Decades of disenfranchisement are at the heart of the uneasy choice facing Black voters, one of the Democratic Party's most important voting groups.

Widespread problems with mail-in ballots during this year's primary elections have added to the skepticism at a time when making Black voices heard has taken on new urgency during a national reckoning over racial injustice.

Patricia Harris of McDonough, Georgia, south of Atlanta, voted in person in the primary and said she will do the same in November.

“I simply do not trust mail-in or absentee ballots,” said Harris, 73, a retired event coordinator at Albany State University.

“After the primary and the results were in, there were thousands of absentee ballots not counted.”

In Georgia, roughly 12,500 mail-in ballots were rejected in the state's June primary, while California tossed more than 100,000 absentee ballots during its March primary.

Reasons vary, from ballots being received after the deadline to voters' signatures not matching the one on file with the county clerk.

Multiple studies show mail-in ballots from Black voters, like those from Latino and young voters, are rejected at a higher rate than those of white voters.

In Wisconsin's April primary, thousands of voters in Milwaukee said they didn't receive absentee ballots in time and had to vote in person. Lines stretched several blocks, and people waited two hours or more.

+ + + + +

▸ **Instructions**:
A – List every U.S. state named in the passage on Black voters and mail-in ballots.
B – Write out the portion of the passage on Black voters and mail-in ballots starting at "Reasons vary, from" and ending at "of white voters.".

▸ **Extracted information**:
+ + + + +

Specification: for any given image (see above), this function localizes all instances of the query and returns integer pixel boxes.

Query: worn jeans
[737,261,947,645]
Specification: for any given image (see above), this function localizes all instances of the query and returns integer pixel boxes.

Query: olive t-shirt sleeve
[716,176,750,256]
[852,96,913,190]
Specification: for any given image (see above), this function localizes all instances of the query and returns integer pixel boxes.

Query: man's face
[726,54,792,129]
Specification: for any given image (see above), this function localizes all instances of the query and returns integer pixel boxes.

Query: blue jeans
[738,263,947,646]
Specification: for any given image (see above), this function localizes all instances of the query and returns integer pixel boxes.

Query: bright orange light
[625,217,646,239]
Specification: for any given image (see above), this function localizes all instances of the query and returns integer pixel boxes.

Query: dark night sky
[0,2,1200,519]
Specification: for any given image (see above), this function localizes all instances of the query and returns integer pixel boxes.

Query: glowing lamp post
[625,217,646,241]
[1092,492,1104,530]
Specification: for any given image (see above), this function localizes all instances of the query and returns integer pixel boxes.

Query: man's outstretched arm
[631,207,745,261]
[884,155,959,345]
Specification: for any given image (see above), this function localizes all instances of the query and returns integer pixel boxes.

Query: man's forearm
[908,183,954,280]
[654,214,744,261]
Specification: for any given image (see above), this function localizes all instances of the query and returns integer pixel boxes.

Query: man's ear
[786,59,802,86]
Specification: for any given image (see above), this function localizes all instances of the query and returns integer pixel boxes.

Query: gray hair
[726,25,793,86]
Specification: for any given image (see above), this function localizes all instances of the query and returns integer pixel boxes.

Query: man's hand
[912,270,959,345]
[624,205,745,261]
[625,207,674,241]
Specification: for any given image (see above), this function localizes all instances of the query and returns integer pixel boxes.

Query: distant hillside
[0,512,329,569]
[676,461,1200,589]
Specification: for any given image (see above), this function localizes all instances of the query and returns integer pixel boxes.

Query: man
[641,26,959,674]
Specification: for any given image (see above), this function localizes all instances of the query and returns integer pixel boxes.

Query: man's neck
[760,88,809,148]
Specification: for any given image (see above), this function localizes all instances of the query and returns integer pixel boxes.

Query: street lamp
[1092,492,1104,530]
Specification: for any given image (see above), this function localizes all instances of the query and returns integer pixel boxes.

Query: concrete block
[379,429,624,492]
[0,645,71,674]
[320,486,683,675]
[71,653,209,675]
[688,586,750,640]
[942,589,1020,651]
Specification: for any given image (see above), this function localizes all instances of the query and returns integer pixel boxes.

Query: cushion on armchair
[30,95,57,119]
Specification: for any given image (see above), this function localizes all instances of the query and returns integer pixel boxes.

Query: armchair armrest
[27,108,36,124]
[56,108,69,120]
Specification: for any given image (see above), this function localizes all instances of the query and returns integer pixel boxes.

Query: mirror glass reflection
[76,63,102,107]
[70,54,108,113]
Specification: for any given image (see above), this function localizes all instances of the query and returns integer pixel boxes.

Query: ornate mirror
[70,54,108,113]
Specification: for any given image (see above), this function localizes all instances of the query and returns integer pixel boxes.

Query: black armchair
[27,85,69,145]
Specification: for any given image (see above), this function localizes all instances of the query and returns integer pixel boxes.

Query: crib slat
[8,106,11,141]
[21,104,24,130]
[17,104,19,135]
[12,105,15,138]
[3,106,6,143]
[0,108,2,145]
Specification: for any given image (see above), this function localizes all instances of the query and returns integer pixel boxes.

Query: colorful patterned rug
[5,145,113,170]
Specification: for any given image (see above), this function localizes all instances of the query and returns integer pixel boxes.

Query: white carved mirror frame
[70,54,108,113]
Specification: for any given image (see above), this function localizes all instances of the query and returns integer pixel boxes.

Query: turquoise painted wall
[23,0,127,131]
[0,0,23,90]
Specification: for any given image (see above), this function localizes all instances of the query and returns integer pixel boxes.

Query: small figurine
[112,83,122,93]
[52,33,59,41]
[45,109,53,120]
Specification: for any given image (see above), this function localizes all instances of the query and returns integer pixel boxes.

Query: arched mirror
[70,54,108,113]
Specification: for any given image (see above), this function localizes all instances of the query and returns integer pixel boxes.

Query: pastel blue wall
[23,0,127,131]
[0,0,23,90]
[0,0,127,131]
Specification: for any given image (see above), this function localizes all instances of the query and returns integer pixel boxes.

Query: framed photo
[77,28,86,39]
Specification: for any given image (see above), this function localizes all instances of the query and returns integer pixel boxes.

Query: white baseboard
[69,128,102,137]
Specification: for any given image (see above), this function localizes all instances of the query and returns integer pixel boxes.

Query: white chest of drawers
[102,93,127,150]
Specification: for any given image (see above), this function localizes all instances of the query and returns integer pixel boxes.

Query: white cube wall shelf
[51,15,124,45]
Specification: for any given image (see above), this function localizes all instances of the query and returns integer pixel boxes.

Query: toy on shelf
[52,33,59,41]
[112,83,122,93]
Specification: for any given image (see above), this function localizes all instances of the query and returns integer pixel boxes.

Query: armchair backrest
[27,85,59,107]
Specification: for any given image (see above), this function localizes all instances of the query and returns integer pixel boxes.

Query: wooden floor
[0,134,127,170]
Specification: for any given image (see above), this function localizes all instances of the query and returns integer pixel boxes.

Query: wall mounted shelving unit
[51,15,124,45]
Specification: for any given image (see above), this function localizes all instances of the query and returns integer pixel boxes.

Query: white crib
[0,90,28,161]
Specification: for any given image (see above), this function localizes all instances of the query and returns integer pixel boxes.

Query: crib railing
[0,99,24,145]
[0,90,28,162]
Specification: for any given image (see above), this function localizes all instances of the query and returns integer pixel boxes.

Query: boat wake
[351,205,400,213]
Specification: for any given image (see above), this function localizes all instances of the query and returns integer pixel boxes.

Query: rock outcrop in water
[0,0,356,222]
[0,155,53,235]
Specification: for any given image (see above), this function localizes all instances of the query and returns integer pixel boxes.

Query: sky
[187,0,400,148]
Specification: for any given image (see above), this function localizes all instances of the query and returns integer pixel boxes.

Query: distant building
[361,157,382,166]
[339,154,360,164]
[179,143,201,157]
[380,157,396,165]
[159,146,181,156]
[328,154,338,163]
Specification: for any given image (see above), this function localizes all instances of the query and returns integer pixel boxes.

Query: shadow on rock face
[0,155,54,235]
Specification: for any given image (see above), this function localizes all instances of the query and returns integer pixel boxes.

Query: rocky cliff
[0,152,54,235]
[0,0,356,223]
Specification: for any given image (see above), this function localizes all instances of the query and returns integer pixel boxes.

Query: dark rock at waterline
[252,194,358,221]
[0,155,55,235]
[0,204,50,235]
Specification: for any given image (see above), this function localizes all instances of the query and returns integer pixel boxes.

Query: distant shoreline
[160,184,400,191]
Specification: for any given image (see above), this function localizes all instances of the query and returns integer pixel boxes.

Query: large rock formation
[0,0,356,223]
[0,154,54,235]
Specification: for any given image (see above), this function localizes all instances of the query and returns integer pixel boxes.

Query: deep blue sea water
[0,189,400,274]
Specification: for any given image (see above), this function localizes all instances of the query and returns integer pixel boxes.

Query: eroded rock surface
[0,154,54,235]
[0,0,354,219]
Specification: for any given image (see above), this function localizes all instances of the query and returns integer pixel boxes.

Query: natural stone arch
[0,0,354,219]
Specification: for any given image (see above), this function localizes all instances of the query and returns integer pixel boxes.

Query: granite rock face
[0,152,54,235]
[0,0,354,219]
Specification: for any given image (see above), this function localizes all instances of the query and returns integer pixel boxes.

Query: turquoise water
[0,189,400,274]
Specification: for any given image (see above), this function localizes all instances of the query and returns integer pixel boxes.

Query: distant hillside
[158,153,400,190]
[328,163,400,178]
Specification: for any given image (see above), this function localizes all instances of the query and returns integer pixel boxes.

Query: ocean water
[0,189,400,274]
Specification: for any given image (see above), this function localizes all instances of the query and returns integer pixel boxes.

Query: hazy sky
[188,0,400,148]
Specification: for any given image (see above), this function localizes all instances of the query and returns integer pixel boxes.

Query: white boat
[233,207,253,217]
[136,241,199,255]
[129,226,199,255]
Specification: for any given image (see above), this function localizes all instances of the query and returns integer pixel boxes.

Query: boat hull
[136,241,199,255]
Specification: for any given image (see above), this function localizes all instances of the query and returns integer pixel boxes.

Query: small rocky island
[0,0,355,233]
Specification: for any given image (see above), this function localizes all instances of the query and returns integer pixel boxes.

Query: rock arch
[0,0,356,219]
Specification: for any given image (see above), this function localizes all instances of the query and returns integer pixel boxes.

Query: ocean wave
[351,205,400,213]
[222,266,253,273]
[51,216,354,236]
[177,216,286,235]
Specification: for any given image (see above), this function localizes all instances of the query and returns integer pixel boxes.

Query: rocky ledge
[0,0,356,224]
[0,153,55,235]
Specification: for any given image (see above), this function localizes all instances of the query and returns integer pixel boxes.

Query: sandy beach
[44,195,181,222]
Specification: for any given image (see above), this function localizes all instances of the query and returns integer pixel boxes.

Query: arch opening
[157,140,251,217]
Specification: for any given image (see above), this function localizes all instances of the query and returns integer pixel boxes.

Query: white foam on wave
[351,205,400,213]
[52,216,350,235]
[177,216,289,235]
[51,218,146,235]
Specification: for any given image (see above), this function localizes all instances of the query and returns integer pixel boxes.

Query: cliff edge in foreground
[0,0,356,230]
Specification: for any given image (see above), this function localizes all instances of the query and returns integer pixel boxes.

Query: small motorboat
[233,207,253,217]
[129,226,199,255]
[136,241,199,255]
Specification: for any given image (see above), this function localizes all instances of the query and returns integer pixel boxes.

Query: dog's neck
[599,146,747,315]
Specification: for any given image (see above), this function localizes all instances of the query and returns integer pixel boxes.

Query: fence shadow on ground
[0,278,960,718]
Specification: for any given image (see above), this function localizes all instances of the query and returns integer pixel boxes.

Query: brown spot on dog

+ + + + +

▸ **Numbered answers**:
A – Georgia, California, Wisconsin

B –
Reasons vary, from ballots being received after the deadline to voters' signatures not matching the one on file with the county clerk.

Multiple studies show mail-in ballots from Black voters, like those from Latino and young voters, are rejected at a higher rate than those of white voters.